(Exercise data):
---

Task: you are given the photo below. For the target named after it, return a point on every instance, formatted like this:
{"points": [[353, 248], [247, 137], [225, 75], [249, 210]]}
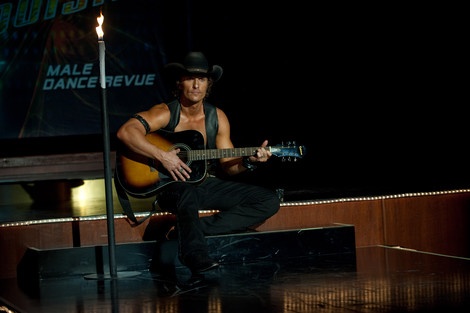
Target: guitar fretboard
{"points": [[195, 155]]}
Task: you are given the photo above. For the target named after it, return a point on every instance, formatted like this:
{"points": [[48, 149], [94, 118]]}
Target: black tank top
{"points": [[212, 126]]}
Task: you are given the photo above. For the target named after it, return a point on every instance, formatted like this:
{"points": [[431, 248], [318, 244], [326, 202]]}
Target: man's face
{"points": [[193, 87]]}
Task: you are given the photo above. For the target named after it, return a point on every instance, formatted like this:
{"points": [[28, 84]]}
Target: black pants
{"points": [[240, 206]]}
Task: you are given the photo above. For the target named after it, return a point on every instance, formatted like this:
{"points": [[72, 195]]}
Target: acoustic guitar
{"points": [[143, 177]]}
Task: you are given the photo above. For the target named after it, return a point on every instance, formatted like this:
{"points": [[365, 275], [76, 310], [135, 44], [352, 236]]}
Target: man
{"points": [[239, 205]]}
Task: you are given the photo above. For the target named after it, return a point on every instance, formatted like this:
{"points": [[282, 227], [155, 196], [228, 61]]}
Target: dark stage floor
{"points": [[380, 279], [375, 279]]}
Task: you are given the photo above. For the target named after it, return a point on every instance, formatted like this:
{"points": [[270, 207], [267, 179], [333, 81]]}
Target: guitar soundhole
{"points": [[184, 152]]}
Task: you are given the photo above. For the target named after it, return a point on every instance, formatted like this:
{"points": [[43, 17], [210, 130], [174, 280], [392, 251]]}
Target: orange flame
{"points": [[99, 30]]}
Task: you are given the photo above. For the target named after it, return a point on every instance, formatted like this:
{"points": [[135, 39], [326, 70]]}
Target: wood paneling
{"points": [[435, 222]]}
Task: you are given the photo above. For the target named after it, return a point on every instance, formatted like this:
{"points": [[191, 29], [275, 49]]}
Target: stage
{"points": [[380, 279], [336, 272]]}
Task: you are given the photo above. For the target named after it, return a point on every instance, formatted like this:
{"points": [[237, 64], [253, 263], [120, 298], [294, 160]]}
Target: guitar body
{"points": [[143, 177]]}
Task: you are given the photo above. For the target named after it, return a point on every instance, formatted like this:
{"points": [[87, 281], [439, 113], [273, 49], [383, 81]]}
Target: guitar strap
{"points": [[211, 131]]}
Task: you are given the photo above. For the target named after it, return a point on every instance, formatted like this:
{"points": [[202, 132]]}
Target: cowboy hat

---

(What needs to be done): If a record holds a picture, leave the picture out and copy everything else exactly.

(Problem solution):
Task: you are given the photo below. For the target named after it, return a point on every instance, formatted like this:
{"points": [[353, 248], [247, 137], [225, 75], [249, 210]]}
Target: guitar fretboard
{"points": [[195, 155]]}
Task: you are given the photo above. For the target named after it, return a point on every instance, formatted like this:
{"points": [[48, 149], [94, 118]]}
Target: black tank top
{"points": [[212, 126]]}
Task: you are given the photo above. For the target named after it, return a point on every instance, formatted like this:
{"points": [[431, 248], [318, 244], [326, 202]]}
Target: man's face
{"points": [[193, 87]]}
Task: you are given the photo above. For the target named after it, return a point on every instance, formatted like this:
{"points": [[28, 84]]}
Target: black pants
{"points": [[240, 206]]}
Task: you are given the photo above. For the target named after it, return a point on every instance, formatted like this:
{"points": [[72, 195]]}
Target: acoustic guitar
{"points": [[143, 177]]}
Task: you are given the photo above. For the target named after it, return a point on every instance, formatted like this:
{"points": [[365, 275], [76, 310], [135, 44], [352, 236]]}
Target: man
{"points": [[239, 205]]}
Task: you are given the photo above. For the target named after it, return a point on every instance, formatted like this:
{"points": [[282, 227], [155, 196], [228, 61]]}
Target: dark stage floor
{"points": [[380, 279], [375, 279]]}
Task: you are given the photo above. For the target named after it, return a point on every instance, formatted like this:
{"points": [[270, 207], [267, 179], [333, 81]]}
Target: guitar soundhole
{"points": [[184, 152]]}
Task: you are given the photo above. For the target named after it, return a point on every instance, formatted like this:
{"points": [[43, 17], [210, 130], [174, 280], [392, 251]]}
Target: orange flame
{"points": [[99, 30]]}
Task: you are given the photo above. For the target named after it, return a point on every instance, formatted like this:
{"points": [[135, 39], [326, 70]]}
Target: wood paneling
{"points": [[435, 222]]}
Task: you are given the photo above. For the target named after it, return a point on every instance, formatted like this:
{"points": [[191, 29], [275, 49]]}
Target: stage
{"points": [[380, 279], [336, 272]]}
Task: you are given the photo above. For the target named after it, return a point on every instance, formatted like this:
{"points": [[237, 64], [253, 263], [120, 298], [294, 160]]}
Target: guitar body
{"points": [[143, 177]]}
Task: you are given the photo above. For the target named after it, return a point on every instance, formatted like this:
{"points": [[87, 281], [439, 113], [273, 49], [383, 81]]}
Target: guitar strap
{"points": [[211, 131]]}
Task: you are given the photo above. For the target named after it, return a point on every instance, formatted like this:
{"points": [[202, 132]]}
Target: cowboy hat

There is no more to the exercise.